Les aléas climatiques et la conjoncture économique et géopolitique fragilisent les conditions de travail et les revenus des producteurs.trices. Pour sécuriser ces derniers, de nombreux paysans et paysannes misent sur un renforcement de leur ancrage commercial sur leur territoire en travaillant sur leurs débouchés et leurs marges.
Des démarches collectives associant agriculteurs et acteurs locaux (artisans, transformateurs, commerçants, distributeurs…) se développent pour créer de nouvelles filières territoriales. Moins gourmande en temps que les circuits courts pour les producteurs, plus rémunératrice que la vente en “filières longues” (source Projet Filter 2024 ), cette organisation leur permet par ailleurs de décrocher de nouveaux marchés. En effet, en réunissant les capacités de production de plusieurs fermes voisines, ils peuvent ainsi répondre à des demandes d’approvisionnement importantes, comme pour la restauration collective par exemple.
Une organisation incluant toute la chaîne logistique et de transformation des producteurs aux consommateurs, qui concerne également de nombreuses filières non alimentaires (lin textile, chanvre pour isolation et construction, bois déchiqueté pour paillage et chauffage…)

• [Consigne]:
Recopiez le passage de l'extrait sur les filières territoriales en commençant aux mots « Des démarches collectives » et en vous arrêtant après les mots « paillage et chauffage…) ».

• [Lignes de données]:

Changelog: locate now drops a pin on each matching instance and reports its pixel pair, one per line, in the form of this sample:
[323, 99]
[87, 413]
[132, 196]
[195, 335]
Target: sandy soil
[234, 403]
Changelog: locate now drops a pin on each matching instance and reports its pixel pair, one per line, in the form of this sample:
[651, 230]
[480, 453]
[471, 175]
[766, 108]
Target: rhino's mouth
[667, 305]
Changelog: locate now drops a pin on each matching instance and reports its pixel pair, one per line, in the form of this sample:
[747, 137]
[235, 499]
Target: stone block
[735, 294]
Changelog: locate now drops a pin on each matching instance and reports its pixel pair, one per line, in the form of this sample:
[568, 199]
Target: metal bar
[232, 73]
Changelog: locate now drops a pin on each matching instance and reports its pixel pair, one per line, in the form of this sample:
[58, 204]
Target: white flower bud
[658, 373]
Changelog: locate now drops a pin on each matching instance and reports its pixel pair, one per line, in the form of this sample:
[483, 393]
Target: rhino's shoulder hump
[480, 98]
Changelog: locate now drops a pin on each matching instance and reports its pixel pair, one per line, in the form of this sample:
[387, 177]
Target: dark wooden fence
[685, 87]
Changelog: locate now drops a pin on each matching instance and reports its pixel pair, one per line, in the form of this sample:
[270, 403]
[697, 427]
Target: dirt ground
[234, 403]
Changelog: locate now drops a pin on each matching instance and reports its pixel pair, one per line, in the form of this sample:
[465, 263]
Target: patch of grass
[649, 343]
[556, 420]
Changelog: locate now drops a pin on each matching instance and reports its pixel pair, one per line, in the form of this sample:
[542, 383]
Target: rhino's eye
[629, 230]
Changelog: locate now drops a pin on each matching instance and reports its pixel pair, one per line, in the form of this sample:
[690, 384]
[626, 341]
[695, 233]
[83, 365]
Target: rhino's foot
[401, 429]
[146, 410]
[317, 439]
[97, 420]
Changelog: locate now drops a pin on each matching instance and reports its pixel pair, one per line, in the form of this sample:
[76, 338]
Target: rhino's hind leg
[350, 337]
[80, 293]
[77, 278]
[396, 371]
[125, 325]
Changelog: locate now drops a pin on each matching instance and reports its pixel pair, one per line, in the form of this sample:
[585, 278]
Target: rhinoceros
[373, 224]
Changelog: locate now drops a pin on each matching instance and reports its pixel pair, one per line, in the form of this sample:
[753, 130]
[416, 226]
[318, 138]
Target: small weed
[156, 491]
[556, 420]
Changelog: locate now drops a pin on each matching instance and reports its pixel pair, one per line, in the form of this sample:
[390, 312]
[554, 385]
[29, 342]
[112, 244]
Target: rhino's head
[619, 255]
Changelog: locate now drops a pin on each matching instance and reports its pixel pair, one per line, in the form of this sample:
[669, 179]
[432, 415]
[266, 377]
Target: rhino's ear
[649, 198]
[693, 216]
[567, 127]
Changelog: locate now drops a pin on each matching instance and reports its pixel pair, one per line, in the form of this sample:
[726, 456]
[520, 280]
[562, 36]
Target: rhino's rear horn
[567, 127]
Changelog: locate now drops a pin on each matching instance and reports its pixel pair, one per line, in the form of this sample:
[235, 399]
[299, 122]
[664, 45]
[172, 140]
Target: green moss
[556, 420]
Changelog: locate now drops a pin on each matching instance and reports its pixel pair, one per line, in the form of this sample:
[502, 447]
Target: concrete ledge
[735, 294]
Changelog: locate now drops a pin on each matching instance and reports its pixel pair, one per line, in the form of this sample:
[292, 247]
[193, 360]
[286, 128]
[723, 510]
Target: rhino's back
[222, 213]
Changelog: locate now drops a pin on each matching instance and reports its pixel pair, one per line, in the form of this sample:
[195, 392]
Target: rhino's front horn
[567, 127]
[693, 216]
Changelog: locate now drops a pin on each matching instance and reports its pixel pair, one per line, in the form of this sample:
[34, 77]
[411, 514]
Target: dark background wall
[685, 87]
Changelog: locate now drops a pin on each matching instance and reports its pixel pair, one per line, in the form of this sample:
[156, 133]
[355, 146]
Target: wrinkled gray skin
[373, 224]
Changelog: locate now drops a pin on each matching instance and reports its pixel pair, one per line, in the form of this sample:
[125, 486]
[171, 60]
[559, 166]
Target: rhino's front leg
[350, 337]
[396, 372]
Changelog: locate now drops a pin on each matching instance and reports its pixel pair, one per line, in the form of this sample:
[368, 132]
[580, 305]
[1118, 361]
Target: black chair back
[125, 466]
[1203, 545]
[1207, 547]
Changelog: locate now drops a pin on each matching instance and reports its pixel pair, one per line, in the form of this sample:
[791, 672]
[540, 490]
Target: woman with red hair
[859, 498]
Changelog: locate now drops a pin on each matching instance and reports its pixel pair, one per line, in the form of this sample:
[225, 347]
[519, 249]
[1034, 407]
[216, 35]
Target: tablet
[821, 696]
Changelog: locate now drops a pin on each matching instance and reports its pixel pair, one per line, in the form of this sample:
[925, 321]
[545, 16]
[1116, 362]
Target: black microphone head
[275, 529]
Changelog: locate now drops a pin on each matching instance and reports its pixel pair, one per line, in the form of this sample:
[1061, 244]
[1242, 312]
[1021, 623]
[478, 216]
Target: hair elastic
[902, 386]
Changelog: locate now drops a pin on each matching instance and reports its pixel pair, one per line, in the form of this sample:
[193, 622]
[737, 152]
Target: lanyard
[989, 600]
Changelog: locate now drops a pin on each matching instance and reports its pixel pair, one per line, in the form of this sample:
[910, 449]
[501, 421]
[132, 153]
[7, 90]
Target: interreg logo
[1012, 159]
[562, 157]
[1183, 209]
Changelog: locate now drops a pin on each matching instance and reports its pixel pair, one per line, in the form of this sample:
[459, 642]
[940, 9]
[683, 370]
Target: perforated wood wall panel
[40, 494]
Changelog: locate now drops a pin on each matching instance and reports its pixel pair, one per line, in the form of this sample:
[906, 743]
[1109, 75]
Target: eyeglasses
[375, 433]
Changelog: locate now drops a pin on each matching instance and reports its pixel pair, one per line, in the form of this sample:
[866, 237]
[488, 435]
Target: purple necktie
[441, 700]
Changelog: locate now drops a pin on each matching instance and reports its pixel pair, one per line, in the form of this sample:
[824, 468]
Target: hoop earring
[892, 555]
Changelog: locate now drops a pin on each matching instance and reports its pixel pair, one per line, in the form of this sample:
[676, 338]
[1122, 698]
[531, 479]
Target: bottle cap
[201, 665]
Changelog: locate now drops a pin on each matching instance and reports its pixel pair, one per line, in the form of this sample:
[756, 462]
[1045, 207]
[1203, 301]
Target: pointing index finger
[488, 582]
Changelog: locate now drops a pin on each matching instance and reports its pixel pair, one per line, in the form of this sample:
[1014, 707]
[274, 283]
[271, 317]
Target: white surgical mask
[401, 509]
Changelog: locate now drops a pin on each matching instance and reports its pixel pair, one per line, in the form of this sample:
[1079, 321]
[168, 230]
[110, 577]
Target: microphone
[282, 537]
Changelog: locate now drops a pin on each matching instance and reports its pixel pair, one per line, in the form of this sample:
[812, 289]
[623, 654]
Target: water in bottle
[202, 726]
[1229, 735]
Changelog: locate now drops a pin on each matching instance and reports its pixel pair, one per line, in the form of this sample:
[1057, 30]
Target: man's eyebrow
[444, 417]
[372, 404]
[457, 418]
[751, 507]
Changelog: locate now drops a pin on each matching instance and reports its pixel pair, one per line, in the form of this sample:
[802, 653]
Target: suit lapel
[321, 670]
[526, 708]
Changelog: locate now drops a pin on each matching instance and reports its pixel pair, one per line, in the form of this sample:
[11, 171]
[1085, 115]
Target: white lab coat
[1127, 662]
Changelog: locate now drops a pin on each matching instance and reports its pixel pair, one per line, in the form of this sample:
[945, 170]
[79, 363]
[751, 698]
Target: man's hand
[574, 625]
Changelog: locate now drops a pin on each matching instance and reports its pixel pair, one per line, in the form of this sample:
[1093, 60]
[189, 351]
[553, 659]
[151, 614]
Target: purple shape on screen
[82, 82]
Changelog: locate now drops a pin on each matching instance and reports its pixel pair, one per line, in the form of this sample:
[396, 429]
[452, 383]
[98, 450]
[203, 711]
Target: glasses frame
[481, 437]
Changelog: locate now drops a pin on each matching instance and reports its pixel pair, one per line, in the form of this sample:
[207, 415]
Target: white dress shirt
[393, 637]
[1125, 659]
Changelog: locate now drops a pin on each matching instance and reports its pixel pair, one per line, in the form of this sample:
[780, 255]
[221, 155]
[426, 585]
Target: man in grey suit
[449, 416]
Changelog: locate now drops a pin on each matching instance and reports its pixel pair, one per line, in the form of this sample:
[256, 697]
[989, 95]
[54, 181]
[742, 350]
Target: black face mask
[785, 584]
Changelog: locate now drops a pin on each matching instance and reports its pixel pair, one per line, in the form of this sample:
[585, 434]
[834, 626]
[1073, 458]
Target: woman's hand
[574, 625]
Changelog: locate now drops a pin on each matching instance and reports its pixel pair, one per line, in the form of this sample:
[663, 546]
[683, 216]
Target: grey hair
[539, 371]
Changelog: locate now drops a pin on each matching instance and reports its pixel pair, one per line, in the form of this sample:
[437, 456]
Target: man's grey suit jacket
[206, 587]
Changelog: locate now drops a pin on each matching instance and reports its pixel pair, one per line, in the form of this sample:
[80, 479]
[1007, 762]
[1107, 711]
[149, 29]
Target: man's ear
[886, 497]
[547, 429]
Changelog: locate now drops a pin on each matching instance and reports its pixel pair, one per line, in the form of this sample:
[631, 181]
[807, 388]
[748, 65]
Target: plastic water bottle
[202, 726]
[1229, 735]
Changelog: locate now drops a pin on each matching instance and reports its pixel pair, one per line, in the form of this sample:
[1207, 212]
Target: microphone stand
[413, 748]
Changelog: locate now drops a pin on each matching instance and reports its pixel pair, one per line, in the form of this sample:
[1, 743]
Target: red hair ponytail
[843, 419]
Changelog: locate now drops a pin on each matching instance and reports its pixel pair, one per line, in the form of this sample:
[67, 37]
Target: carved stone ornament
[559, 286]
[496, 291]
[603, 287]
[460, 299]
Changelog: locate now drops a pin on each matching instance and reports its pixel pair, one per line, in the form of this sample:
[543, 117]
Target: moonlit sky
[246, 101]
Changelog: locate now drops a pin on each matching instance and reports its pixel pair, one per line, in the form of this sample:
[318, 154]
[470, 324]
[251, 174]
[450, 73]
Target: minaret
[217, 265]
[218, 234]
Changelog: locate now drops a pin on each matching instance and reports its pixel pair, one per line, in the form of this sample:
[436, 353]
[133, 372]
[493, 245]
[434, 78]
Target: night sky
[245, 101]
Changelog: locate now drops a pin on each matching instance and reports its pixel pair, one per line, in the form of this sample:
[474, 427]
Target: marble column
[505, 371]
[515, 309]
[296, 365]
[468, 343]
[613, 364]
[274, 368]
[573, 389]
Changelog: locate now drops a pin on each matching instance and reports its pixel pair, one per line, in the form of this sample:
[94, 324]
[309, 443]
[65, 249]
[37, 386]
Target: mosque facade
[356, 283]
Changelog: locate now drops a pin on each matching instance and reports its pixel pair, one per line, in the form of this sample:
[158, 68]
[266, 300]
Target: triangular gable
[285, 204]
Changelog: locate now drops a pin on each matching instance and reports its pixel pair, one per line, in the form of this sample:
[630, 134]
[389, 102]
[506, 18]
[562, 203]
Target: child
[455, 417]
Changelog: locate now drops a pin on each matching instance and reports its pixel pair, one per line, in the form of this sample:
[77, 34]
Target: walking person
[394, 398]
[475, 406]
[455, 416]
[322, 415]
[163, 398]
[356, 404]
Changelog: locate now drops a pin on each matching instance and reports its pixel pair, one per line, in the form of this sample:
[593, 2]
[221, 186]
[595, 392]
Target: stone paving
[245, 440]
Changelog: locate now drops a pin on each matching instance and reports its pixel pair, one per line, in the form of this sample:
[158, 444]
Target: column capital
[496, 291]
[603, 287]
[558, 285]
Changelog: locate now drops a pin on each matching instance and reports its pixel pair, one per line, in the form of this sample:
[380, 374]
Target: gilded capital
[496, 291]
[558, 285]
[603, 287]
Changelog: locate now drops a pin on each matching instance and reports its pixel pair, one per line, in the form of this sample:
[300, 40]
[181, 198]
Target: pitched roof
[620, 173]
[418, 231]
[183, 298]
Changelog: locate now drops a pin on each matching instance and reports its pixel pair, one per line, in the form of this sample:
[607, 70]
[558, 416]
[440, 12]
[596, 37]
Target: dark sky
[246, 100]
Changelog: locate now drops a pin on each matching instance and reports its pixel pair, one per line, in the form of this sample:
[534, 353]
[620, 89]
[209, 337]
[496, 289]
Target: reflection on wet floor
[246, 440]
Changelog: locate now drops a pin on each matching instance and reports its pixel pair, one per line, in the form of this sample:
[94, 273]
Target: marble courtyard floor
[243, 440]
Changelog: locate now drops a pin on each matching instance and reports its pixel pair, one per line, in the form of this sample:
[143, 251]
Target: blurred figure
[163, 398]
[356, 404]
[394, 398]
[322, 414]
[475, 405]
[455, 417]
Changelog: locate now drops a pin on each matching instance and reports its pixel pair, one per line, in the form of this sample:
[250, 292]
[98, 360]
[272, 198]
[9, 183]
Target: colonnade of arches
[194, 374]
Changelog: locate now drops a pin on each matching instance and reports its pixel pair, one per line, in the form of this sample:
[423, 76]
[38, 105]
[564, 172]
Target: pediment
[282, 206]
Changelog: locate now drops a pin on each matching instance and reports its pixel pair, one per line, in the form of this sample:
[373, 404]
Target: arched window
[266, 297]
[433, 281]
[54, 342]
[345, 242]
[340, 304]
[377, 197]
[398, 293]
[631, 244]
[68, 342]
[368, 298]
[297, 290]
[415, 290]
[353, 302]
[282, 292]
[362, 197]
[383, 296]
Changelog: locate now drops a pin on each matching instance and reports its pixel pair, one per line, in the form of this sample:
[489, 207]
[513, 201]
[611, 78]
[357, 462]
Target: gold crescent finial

• [Corrigé]:
Des démarches collectives associant agriculteurs et acteurs locaux (artisans, transformateurs, commerçants, distributeurs…) se développent pour créer de nouvelles filières territoriales. Moins gourmande en temps que les circuits courts pour les producteurs, plus rémunératrice que la vente en “filières longues” (source Projet Filter 2024 ), cette organisation leur permet par ailleurs de décrocher de nouveaux marchés. En effet, en réunissant les capacités de production de plusieurs fermes voisines, ils peuvent ainsi répondre à des demandes d’approvisionnement importantes, comme pour la restauration collective par exemple.
Une organisation incluant toute la chaîne logistique et de transformation des producteurs aux consommateurs, qui concerne également de nombreuses filières non alimentaires (lin textile, chanvre pour isolation et construction, bois déchiqueté pour paillage et chauffage…)